> Directions
a) In the exhibition description, substitute "human forms" for "figures" throughout the passage between "Figurative Invention: Drawings" and "or individual spirit.", inclusive, and write out that passage.
b) Answer these questions using the exhibition description:
(i) What were the start and end dates of the exhibition?
(ii) From which centuries did the drawings come?
(iii) The figure served as a means of exploring which three things?
c) Write the next part of the exhibition description, picking up after its final sentence.

━━ Supplied text ━━

Past Exhibition: Figurative Invention

Figurative Invention: Drawings from the Permanent Collection
December 22, 1998 to January 3, 1999
brown ink drawing of seated satyr with urn encountering a goat

This exhibition presented drawings from the fifteenth to nineteenth centuries that displayed several modes of depicting figures. Some were drawings of figures or costumes copied from life and intended as preparatory studies for painted compositions. Others were individual or grouped figures that spring from the artist's imagination or are based on his observation of the world around him. Whether compositional studies or finished works of art, all the drawings focused on the figure as a means of exploring form, narrative, or individual spirit.

━━━
━━ Record extracts ━━

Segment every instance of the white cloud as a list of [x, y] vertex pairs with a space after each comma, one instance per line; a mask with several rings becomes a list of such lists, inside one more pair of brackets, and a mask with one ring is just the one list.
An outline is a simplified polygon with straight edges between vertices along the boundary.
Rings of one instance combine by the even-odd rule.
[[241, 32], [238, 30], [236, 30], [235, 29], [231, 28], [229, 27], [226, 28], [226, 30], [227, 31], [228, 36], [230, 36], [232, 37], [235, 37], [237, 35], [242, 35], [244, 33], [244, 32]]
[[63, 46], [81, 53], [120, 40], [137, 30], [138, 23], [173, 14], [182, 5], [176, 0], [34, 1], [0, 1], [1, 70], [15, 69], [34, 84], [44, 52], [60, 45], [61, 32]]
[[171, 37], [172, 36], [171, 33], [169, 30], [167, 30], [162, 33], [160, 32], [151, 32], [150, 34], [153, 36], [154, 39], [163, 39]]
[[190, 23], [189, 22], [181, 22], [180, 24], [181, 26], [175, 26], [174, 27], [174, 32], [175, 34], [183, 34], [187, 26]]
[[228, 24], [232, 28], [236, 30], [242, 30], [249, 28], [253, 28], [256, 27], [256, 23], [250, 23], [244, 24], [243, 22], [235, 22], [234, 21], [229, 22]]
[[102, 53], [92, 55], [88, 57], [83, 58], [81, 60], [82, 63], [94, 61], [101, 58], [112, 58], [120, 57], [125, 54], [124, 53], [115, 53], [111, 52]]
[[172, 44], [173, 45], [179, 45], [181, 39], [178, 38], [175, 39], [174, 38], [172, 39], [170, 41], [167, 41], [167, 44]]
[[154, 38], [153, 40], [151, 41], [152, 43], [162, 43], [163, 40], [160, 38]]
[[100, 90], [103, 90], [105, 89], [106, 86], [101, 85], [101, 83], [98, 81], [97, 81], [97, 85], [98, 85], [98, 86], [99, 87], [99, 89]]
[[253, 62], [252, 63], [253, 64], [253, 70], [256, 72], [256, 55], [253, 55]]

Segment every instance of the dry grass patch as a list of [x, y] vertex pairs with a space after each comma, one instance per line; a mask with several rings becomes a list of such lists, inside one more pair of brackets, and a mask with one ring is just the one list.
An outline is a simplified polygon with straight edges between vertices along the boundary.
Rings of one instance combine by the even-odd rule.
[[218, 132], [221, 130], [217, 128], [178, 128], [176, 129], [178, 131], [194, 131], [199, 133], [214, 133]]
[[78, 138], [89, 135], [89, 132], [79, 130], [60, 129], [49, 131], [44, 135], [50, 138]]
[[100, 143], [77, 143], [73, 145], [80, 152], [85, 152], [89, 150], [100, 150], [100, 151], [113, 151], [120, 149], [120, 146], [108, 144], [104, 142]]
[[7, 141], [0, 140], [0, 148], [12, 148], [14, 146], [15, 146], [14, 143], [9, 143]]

━━━

> Answers provided
a)
Figurative Invention: Drawings from the Permanent Collection
December 22, 1998 to January 3, 1999
brown ink drawing of seated satyr with urn encountering a goat

This exhibition presented drawings from the fifteenth to nineteenth centuries that displayed several modes of depicting human forms. Some were drawings of human forms or costumes copied from life and intended as preparatory studies for painted compositions. Others were individual or grouped human forms that spring from the artist's imagination or are based on his observation of the world around him. Whether compositional studies or finished works of art, all the drawings focused on the figure as a means of exploring form, narrative, or individual spirit.

b)
(i) December 22, 1998 to January 3, 1999.
(ii) The fifteenth to nineteenth centuries.
(iii) Form, narrative, or individual spirit.

c)
These works also displayed a variety of drawing media and their wide range of expression. Titian's Landscape with a Satyr evinced a more vital, freer pen stroke than Pisanello's linear handling of the medium in his Studies of Men Hanging. This varied manipulation of the same medium was tied in many ways to the subject of the compositions — one based upon imagination and the other studied from life. Rembrandt's Farmyard with Trees and Figures, Claude Lorrain's Jacob, Rachel, and Leah at the Well, and Goya's The Anglers displayed the remarkable tonal variations created by the addition of colored washes, which warmly evoke the effects of light and shadow. These drawing techniques and modes of figural depiction engage us more intimately in the artist's observation and practice, which lie at the heart of his invention.

Attributed to Titian, Landscape with a Satyr, The Frick Collection.